◆ **PROBLEM TO WORK ON**
Write out the listing below without alteration, omitting its pictures.

◆ **DATASET**
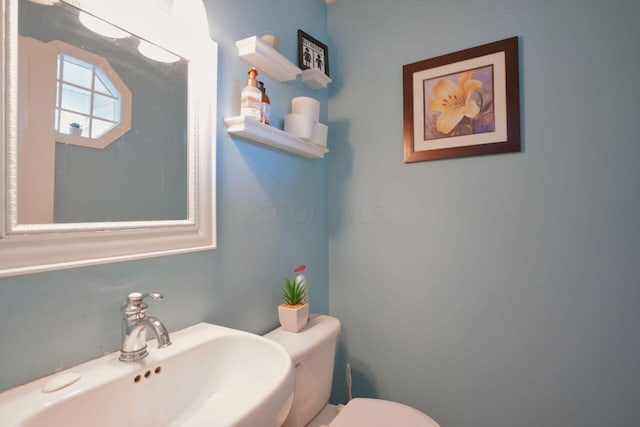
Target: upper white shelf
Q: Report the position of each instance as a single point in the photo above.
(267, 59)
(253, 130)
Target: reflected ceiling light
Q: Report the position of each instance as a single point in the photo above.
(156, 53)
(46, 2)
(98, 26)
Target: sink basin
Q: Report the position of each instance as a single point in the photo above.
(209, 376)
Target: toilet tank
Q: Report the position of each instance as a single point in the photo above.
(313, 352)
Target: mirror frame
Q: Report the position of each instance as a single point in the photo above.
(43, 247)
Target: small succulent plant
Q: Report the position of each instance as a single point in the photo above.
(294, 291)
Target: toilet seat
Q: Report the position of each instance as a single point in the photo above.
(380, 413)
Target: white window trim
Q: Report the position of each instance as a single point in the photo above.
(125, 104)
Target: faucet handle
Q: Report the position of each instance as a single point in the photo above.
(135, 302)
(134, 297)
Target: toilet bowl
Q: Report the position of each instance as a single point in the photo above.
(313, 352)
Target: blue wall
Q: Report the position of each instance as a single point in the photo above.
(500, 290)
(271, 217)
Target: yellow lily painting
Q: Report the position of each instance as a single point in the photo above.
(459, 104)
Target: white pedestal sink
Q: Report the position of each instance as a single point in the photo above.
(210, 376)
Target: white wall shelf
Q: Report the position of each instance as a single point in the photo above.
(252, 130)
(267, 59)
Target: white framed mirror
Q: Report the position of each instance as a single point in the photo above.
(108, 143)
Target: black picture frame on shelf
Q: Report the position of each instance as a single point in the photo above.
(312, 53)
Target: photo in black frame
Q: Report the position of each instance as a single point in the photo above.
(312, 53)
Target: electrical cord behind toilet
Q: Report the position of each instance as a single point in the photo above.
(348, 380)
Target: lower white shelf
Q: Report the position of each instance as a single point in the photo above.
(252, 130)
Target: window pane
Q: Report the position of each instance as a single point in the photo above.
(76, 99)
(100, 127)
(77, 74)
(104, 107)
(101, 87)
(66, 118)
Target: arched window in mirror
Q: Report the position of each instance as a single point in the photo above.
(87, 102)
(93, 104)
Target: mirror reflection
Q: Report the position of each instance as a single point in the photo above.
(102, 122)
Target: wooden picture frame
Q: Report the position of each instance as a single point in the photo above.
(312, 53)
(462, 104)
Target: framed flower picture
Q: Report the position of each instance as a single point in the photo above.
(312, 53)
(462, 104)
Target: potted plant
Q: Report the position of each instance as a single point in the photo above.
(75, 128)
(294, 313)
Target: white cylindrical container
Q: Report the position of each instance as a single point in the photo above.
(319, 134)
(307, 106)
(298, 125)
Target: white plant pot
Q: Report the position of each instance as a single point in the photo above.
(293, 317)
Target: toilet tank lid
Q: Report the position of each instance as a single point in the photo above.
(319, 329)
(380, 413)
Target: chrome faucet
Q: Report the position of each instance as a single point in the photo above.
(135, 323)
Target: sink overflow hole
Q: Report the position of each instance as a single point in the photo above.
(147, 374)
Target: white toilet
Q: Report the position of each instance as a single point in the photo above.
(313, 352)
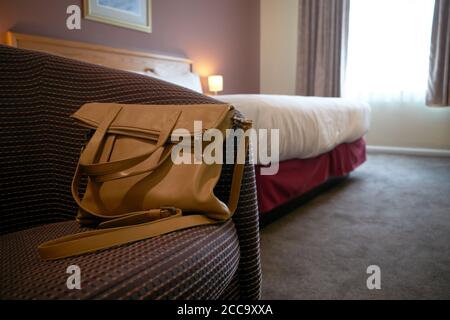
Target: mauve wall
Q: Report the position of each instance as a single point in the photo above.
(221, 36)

◆ **TASK SOLUTION**
Target: upper white shelf
Q: Report the position of each instance as a single point in the photo above.
(267, 59)
(253, 130)
Target: reflected ceiling light
Q: Report the position of each instance as a single point in the photo above.
(156, 53)
(46, 2)
(98, 26)
Target: sink basin
Q: Report the position of each instance as a single point in the photo above.
(209, 376)
Target: toilet tank
Q: Report the position of each instance as a single point in the photo above.
(313, 352)
Target: mirror frame
Q: Report the position of each instance as a single point in the photo above.
(43, 247)
Target: small succulent plant
Q: Report the position of each instance as a single point in the photo above.
(294, 291)
Target: toilet seat
Q: Report the position of each instance as a single point in the photo above.
(380, 413)
Target: white window trim
Q: Report the position of each instance as a single point in the photo above.
(125, 104)
Target: faucet handle
Q: Report the position of each instance as a single point in the photo above.
(135, 302)
(134, 297)
Target: toilet bowl
Q: Report the position of each instance as a single point in the photo above.
(313, 352)
Target: blue wall
Q: Report the position of each instance as a single point in the photo above.
(500, 290)
(271, 217)
Target: yellow lily painting
Q: Report the position of each instance as a single point in the photo above.
(459, 104)
Target: white pedestal sink
Q: Report the position of each instance as a single point in the photo above.
(210, 376)
Target: white wall shelf
Q: Report the position of each instance as a single point in the photo above.
(252, 130)
(267, 59)
Target: white framed mirror
Q: Report the position of each instance as a single point in the photo above.
(108, 143)
Target: black picture frame on shelf
Q: Report the position of each instance as a single point in the photo above.
(312, 53)
Target: photo in black frame
Q: Report the position of each instance as a single point in the photo above.
(312, 53)
Target: electrical cord behind toilet
Q: Report the position of each instance as a single point in the photo above.
(348, 380)
Target: lower white shelf
Q: Report the position of each instance as a single point in the photo above.
(252, 130)
Target: window pane
Q: Report the position of each instance as a single point in the photo above.
(76, 99)
(100, 127)
(77, 74)
(104, 107)
(101, 87)
(66, 118)
Target: arched window in mirror
Q: Report the position of each instance as a single point in the photo above.
(87, 102)
(93, 104)
Target: mirror reflection
Q: Report the position of each instance as a single point in the photo above.
(102, 122)
Target: wooden picture frame
Q: Report the position of each instance as a single point in the photo above.
(312, 53)
(462, 104)
Target: framed flower picture
Q: Report the position of each instance as a single point in the photo above.
(312, 53)
(462, 104)
Target: potted plant
Q: Report the position of each instance as a single point in the photo above.
(75, 128)
(294, 313)
Target: white cylindrical container
Q: Report the position of each instance as a single point in the photo above.
(319, 134)
(307, 106)
(298, 125)
Target: white plant pot
Q: Report the position of each instance as a single point in the photo above.
(293, 317)
Target: toilet tank lid
Q: Report the position of each instance as a single point in the photo above.
(319, 329)
(380, 413)
Target: chrome faucet
Q: Report the position of each instance as a single point in the photo above.
(135, 323)
Target: sink overflow hole
Q: Report the position of each instance as a single point in the photo above.
(147, 374)
Target: white toilet
Q: Report the position of each instance as a single point in the photo above.
(313, 352)
Target: mauve wall
Q: Report the position of each instance as a single point in the photo above.
(221, 36)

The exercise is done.